After data writing is performed by injecting electrons into a floating gate from a semiconductor substrate of a memory cell, the gate voltage is set at −3 V, and the source voltage, the drain voltage and the substrate voltage are set at 0 V, thereby detrapping the electrons trapped in an oxide film during data writing. The gate voltage (−3 V) is set at a negative voltage value that is smaller in absolute value than the gate voltage (−10.5 V) applied during data erasing.

Description

BACKGROUND OF THE INVENTION [0001] 1. Field of the Invention [0002] The present invention relates to a nonvolatile semiconductor memory device. In particular, it relates to a floating-gate nonvolatile semiconductor memory device that is electrically data writable and erasable. [0003] 2. Description of the Background Art [0004] In an electrically data writable and erasable floating-gate nonvolatile semiconductor memory device, electrons are injected into a floating gate of a memory cell to achieve data writing, and electrons are drawn from the floating gate to achieve data erasing. [0005] However, in conventional nonvolatile semiconductor memory devices, the charges once trapped in an oxide film OM may be detrapped (released) after completion of the write sequence or erase sequence, thereby changing the threshold voltage of the memory cell. [0006] In Japanese Patent Laid-Open No. 2003-173690, there is disclosed a method of improving the data retention characteristics of a NOR flash m...

● **PROVIDED DATA**
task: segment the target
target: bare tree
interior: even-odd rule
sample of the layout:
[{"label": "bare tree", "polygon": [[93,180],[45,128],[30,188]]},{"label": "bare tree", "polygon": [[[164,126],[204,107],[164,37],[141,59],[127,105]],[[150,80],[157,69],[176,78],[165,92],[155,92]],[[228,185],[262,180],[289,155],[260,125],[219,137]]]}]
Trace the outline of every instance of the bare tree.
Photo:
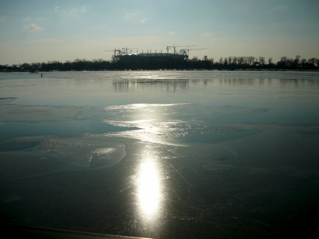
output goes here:
[{"label": "bare tree", "polygon": [[233,57],[233,64],[234,65],[235,65],[237,62],[237,57],[235,56],[234,56]]},{"label": "bare tree", "polygon": [[303,58],[301,59],[301,61],[300,61],[300,62],[301,63],[301,66],[302,66],[303,67],[305,66],[305,63],[307,62],[307,60],[305,59],[304,58]]},{"label": "bare tree", "polygon": [[264,65],[265,63],[266,63],[266,62],[265,61],[265,57],[264,56],[261,56],[260,57],[260,64],[261,65]]},{"label": "bare tree", "polygon": [[227,66],[228,64],[228,58],[225,57],[224,58],[224,64],[225,66]]},{"label": "bare tree", "polygon": [[316,63],[316,60],[315,58],[314,57],[310,58],[308,59],[308,63],[309,64],[311,64],[314,66],[315,64]]},{"label": "bare tree", "polygon": [[232,63],[232,60],[233,60],[233,58],[231,56],[228,56],[228,64],[229,64],[230,65],[231,63]]}]

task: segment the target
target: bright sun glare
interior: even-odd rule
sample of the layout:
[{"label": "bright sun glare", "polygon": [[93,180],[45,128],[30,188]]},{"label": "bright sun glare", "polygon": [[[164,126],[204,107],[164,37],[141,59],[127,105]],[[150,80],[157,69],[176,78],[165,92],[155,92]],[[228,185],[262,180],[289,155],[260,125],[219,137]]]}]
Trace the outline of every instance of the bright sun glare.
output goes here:
[{"label": "bright sun glare", "polygon": [[139,195],[144,213],[150,215],[155,213],[158,205],[159,183],[154,163],[149,160],[141,165]]}]

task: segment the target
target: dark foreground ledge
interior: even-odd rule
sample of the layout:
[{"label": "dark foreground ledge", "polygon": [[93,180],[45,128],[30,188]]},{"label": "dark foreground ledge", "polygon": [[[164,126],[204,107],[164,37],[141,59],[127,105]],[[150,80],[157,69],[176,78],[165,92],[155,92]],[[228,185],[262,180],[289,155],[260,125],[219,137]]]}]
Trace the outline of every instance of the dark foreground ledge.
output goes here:
[{"label": "dark foreground ledge", "polygon": [[[3,236],[4,238],[32,238],[46,239],[145,239],[99,233],[82,232],[60,229],[30,227],[15,224],[0,223]],[[4,235],[6,235],[6,236]]]}]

● **DIRECTIVES**
1) According to the patent excerpt, what gate voltage is applied during data erasing?
2) Summarize the patent excerpt in three sentences.
3) Duplicate the passage of the patent excerpt from "After data writing" to "during data erasing.".
The rows come from a separate source.

● **ANSWERS BY TASK**
1) −10.5 V

2) The patent excerpt concerns an electrically data writable and erasable floating-gate nonvolatile semiconductor memory device, in which electrons are injected into a floating gate to write data and drawn from it to erase data. In conventional devices, charges trapped in an oxide film may be released after a write or erase sequence, changing the memory cell's threshold voltage. After writing, the gate voltage is set at −3 V and the source, drain and substrate voltages at 0 V to detrap electrons trapped in the oxide film, with −3 V being smaller in absolute value than the −10.5 V gate voltage used during erasing.

3)
After data writing is performed by injecting electrons into a floating gate from a semiconductor substrate of a memory cell, the gate voltage is set at −3 V, and the source voltage, the drain voltage and the substrate voltage are set at 0 V, thereby detrapping the electrons trapped in an oxide film during data writing. The gate voltage (−3 V) is set at a negative voltage value that is smaller in absolute value than the gate voltage (−10.5 V) applied during data erasing.